# What is being asked
Your answer is the line containing "Query: sweater cuff" plus every line after it to the end of the data below, transcribed exactly and with nothing else.

(Collected data)
_ _ _ _ _ _ _

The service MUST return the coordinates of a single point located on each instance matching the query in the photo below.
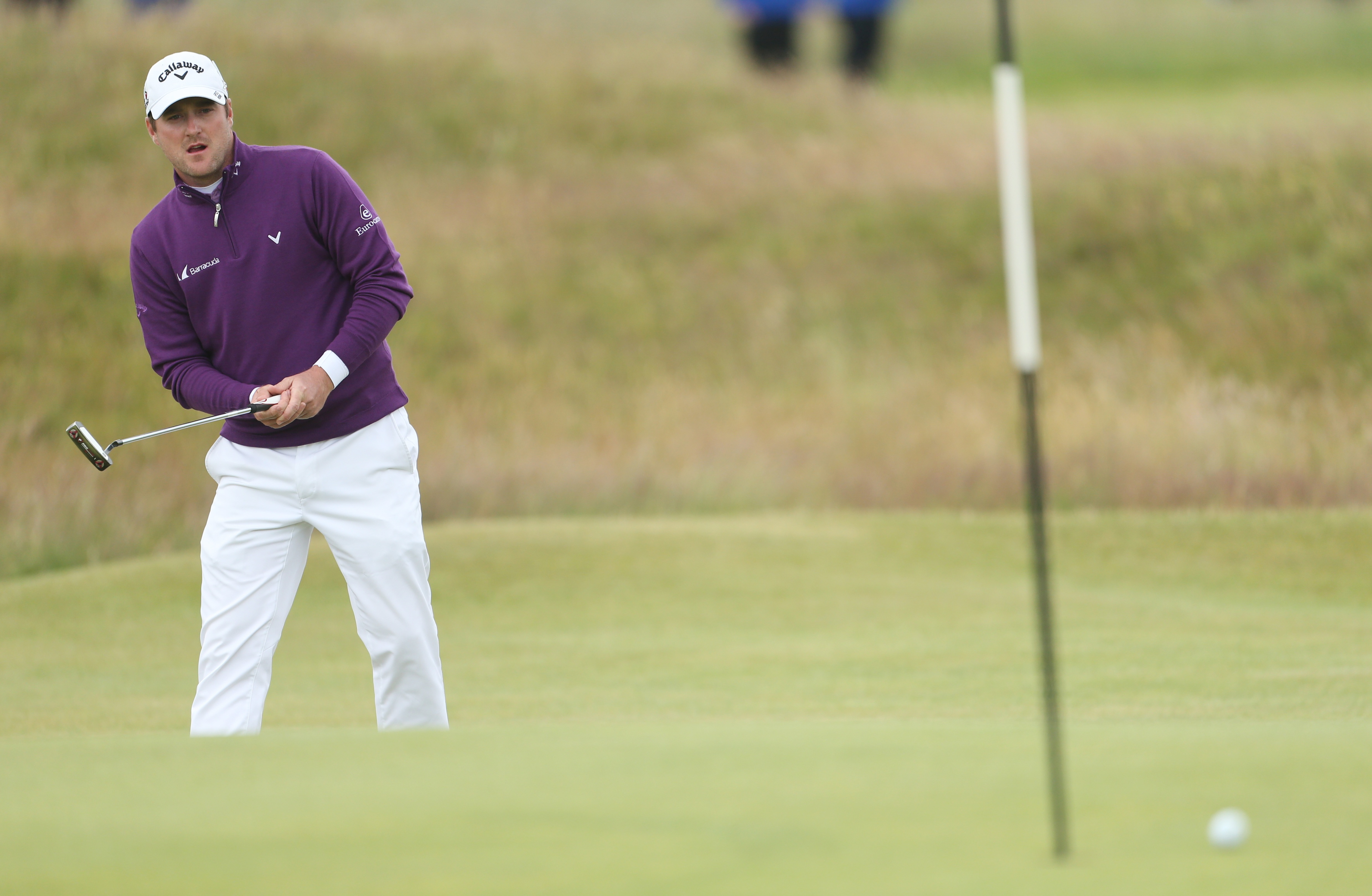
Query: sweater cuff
(334, 367)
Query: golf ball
(1228, 829)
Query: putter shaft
(101, 459)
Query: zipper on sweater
(228, 231)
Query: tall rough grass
(648, 280)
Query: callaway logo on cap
(180, 76)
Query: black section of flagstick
(1005, 36)
(1043, 600)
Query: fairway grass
(709, 807)
(739, 704)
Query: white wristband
(334, 367)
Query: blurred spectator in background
(770, 32)
(864, 24)
(147, 6)
(61, 6)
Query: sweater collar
(235, 172)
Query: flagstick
(1017, 231)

_ _ _ _ _ _ _

# Answer to the exercise
Query: sweater cuff
(334, 367)
Query: golf ball
(1228, 829)
Query: putter shaft
(101, 459)
Query: zipper on sweater
(228, 231)
Query: tall rough grass
(648, 280)
Query: callaway logo on cap
(180, 76)
Query: black section of flagstick
(1005, 36)
(1043, 600)
Query: fairway grass
(709, 807)
(739, 704)
Query: white wristband
(334, 367)
Query: blurred spectator in background
(770, 32)
(864, 24)
(147, 6)
(61, 6)
Query: sweater collar
(235, 172)
Query: flagstick
(1017, 231)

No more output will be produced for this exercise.